Saved entries
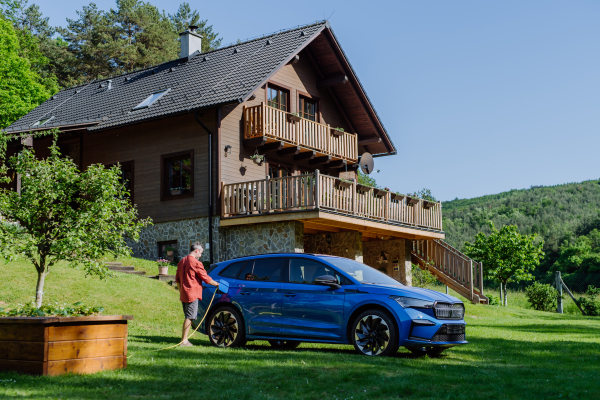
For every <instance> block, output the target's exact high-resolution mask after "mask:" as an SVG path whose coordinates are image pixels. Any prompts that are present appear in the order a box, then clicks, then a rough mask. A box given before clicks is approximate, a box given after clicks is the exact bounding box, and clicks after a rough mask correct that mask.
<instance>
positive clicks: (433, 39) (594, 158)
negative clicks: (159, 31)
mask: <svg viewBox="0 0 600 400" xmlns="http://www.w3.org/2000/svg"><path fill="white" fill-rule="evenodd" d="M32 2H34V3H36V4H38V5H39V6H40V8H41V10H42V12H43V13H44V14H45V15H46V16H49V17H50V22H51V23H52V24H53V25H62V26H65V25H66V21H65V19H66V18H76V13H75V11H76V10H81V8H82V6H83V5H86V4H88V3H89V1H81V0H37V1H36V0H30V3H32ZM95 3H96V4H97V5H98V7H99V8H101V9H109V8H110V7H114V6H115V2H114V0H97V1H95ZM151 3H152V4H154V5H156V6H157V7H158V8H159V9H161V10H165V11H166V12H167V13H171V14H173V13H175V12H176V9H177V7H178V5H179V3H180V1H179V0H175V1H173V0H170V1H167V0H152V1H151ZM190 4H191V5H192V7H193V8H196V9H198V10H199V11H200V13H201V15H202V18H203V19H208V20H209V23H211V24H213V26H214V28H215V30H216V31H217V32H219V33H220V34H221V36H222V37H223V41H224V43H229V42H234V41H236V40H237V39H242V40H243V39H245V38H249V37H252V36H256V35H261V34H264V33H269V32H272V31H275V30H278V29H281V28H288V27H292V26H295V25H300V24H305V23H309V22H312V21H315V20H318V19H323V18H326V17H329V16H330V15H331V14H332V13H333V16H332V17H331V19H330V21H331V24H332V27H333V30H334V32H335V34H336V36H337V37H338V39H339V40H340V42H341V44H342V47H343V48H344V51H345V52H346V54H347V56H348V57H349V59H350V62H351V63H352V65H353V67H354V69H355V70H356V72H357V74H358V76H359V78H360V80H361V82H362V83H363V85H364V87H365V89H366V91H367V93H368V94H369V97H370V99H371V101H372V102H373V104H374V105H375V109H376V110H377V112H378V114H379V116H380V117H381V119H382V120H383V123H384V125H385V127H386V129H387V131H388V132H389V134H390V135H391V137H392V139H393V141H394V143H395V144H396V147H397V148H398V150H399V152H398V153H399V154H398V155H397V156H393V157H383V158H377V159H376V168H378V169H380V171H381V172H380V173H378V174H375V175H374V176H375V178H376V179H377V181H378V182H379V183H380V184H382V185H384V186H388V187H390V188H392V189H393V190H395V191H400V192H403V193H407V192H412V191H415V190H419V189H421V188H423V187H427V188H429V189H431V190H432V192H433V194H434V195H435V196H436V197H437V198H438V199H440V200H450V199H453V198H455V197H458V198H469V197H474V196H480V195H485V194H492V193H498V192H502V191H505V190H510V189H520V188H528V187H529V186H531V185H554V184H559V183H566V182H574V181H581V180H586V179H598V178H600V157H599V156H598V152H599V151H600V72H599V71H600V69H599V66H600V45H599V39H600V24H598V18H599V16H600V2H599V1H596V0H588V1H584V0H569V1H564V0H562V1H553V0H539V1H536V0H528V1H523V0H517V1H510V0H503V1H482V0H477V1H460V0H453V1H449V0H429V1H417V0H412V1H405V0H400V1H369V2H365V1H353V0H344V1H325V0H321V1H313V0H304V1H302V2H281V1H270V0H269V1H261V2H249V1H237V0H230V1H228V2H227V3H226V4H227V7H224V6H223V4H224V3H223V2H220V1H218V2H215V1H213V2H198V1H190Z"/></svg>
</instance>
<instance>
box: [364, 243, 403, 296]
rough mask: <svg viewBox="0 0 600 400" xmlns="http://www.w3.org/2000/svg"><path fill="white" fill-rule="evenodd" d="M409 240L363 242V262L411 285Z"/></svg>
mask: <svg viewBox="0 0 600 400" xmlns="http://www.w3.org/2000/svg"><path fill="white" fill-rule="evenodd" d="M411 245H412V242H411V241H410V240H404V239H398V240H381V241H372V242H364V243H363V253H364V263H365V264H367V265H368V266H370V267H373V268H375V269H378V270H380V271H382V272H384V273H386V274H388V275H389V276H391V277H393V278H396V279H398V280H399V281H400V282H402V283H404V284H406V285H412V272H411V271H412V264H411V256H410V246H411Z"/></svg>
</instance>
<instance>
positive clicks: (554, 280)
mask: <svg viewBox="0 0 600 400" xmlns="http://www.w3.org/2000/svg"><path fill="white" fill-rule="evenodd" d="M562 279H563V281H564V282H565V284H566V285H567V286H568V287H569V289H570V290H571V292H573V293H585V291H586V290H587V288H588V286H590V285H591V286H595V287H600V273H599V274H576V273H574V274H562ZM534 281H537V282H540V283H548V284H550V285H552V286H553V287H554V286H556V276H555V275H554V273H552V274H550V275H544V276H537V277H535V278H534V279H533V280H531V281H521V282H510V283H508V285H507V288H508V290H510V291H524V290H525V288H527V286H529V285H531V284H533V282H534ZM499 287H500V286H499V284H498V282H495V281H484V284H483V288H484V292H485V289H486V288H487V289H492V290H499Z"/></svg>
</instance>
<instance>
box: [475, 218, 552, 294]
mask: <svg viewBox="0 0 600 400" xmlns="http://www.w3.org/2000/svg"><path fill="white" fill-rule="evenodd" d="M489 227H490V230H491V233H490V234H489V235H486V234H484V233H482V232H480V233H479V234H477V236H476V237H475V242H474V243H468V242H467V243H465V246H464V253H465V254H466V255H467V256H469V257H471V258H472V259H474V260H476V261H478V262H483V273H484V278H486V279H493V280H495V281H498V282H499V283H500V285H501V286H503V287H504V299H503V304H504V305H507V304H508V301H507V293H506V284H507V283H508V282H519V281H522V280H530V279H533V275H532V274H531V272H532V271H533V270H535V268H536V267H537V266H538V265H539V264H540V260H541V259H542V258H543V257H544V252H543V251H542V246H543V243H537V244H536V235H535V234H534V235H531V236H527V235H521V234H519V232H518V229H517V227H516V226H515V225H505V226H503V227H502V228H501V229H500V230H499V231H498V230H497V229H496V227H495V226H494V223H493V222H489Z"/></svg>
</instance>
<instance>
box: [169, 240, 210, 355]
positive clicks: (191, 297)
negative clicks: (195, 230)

• _WHAT THE TASK REQUIRES_
Write out all the lines above again with "positive clicks" swapped for "foreground clicks" wherever it occurs, keeping everything else the same. Leave the pictures out.

• _ANSWER FOR THE TASK_
For every <instance> block, output the target's exact high-resolution mask after "mask:" as an SVG path whose coordinates are image pixels. Any prompts that are present appear in the order a box, then clicks, then a rough mask. A box given before clicks is approximate, a box given after clicks is the exact bounding box, and clicks after a rough mask correct that mask.
<instance>
foreground clicks: (433, 39) (594, 158)
negative clicks: (159, 31)
mask: <svg viewBox="0 0 600 400" xmlns="http://www.w3.org/2000/svg"><path fill="white" fill-rule="evenodd" d="M32 2H34V3H36V4H38V5H39V6H40V8H41V10H42V12H43V13H44V14H45V15H46V16H49V17H50V22H51V23H52V24H53V25H62V26H65V25H66V21H65V19H66V18H76V13H75V11H76V10H81V8H82V6H83V5H86V4H88V3H89V1H81V0H37V1H36V0H30V3H32ZM95 3H96V4H97V5H98V7H99V8H101V9H109V8H110V7H114V6H115V2H114V0H97V1H95ZM151 3H152V4H154V5H156V6H157V7H158V8H159V9H161V10H165V11H166V12H167V13H171V14H173V13H175V12H176V9H177V7H178V5H179V3H180V1H179V0H175V1H173V0H170V1H167V0H152V1H151ZM190 4H191V5H192V7H193V8H196V9H198V10H199V11H200V13H201V15H202V18H203V19H208V20H209V23H211V24H213V26H214V28H215V30H216V31H217V32H219V33H220V34H221V36H222V37H223V41H224V43H229V42H234V41H236V40H237V39H242V40H243V39H245V38H249V37H252V36H256V35H261V34H264V33H269V32H272V31H275V30H278V29H281V28H288V27H292V26H295V25H300V24H305V23H309V22H312V21H315V20H318V19H323V18H326V17H329V16H330V15H331V14H332V13H333V16H332V17H331V19H330V21H331V24H332V27H333V30H334V32H335V34H336V36H337V37H338V39H339V40H340V42H341V44H342V47H343V48H344V51H345V52H346V54H347V56H348V57H349V59H350V62H351V63H352V65H353V67H354V69H355V70H356V72H357V74H358V76H359V78H360V80H361V82H362V83H363V85H364V87H365V89H366V91H367V93H368V94H369V97H370V99H371V101H372V102H373V104H374V105H375V109H376V110H377V112H378V114H379V116H380V117H381V119H382V120H383V123H384V125H385V127H386V129H387V131H388V132H389V134H390V135H391V137H392V139H393V141H394V143H395V144H396V147H397V148H398V150H399V152H398V153H399V154H398V155H397V156H393V157H383V158H377V159H376V168H378V169H380V171H381V172H380V173H378V174H375V175H374V176H375V178H376V179H377V181H378V182H379V183H380V184H382V185H384V186H388V187H390V188H392V189H393V190H395V191H400V192H403V193H407V192H412V191H415V190H419V189H421V188H423V187H427V188H429V189H431V190H432V192H433V194H434V195H435V196H436V197H437V198H438V199H440V200H450V199H453V198H455V197H458V198H469V197H474V196H480V195H485V194H492V193H498V192H502V191H505V190H510V189H520V188H528V187H529V186H531V185H554V184H559V183H566V182H574V181H581V180H586V179H598V178H600V157H599V156H598V152H599V151H600V72H599V71H600V69H599V66H600V45H599V39H600V24H598V18H599V16H600V2H599V1H596V0H588V1H584V0H569V1H564V0H562V1H553V0H539V1H536V0H528V1H523V0H517V1H510V0H503V1H482V0H477V1H460V0H453V1H449V0H429V1H417V0H412V1H405V0H400V1H369V2H365V1H353V0H344V1H325V0H321V1H313V0H304V1H302V2H281V1H270V0H269V1H261V2H249V1H237V0H230V1H228V2H227V3H226V4H227V7H224V6H223V4H224V3H223V2H220V1H218V2H215V1H213V2H198V1H190Z"/></svg>
</instance>
<instance>
box: [364, 243, 403, 296]
rough mask: <svg viewBox="0 0 600 400" xmlns="http://www.w3.org/2000/svg"><path fill="white" fill-rule="evenodd" d="M409 240L363 242V262L411 285Z"/></svg>
mask: <svg viewBox="0 0 600 400" xmlns="http://www.w3.org/2000/svg"><path fill="white" fill-rule="evenodd" d="M411 245H412V242H411V241H410V240H404V239H398V240H381V241H372V242H364V243H363V253H364V263H365V264H367V265H368V266H370V267H373V268H375V269H378V270H380V271H382V272H384V273H386V274H388V275H389V276H391V277H393V278H396V279H398V280H399V281H400V282H402V283H404V284H406V285H412V272H411V271H412V264H411V256H410V246H411Z"/></svg>
</instance>
<instance>
foreground clicks: (554, 280)
mask: <svg viewBox="0 0 600 400" xmlns="http://www.w3.org/2000/svg"><path fill="white" fill-rule="evenodd" d="M562 279H563V281H564V282H565V284H566V285H567V286H568V287H569V289H570V290H571V292H573V293H585V291H586V290H587V288H588V286H590V285H591V286H595V287H600V273H599V274H576V273H574V274H562ZM534 281H537V282H540V283H548V284H550V285H552V286H553V287H554V286H556V276H555V275H554V273H552V274H550V275H544V276H537V277H535V278H534V279H533V280H531V281H521V282H510V283H508V285H507V288H508V290H510V291H524V290H525V288H527V286H529V285H531V284H533V282H534ZM499 287H500V286H499V284H498V282H495V281H484V284H483V288H484V292H485V289H486V288H487V289H492V290H499Z"/></svg>
</instance>
<instance>
box: [475, 218, 552, 294]
mask: <svg viewBox="0 0 600 400" xmlns="http://www.w3.org/2000/svg"><path fill="white" fill-rule="evenodd" d="M489 227H490V230H491V233H490V234H489V235H486V234H484V233H482V232H480V233H479V234H477V236H476V237H475V242H474V243H468V242H467V243H465V246H464V253H465V254H466V255H467V256H469V257H471V258H472V259H474V260H476V261H478V262H483V273H484V278H486V279H493V280H495V281H498V282H499V283H500V285H501V286H503V287H504V299H503V304H504V305H507V304H508V301H507V293H506V284H507V283H508V282H519V281H522V280H530V279H533V275H532V274H531V272H532V271H533V270H535V268H536V267H537V266H538V265H539V264H540V260H541V259H542V258H543V257H544V252H543V251H542V246H543V243H537V244H536V235H535V234H534V235H531V236H527V235H521V234H519V232H518V229H517V227H516V226H515V225H505V226H503V227H502V228H501V229H500V230H499V231H498V230H497V229H496V227H495V226H494V223H493V222H489Z"/></svg>
</instance>
<instance>
box: [169, 240, 210, 355]
foreground clicks: (191, 297)
negative clicks: (195, 230)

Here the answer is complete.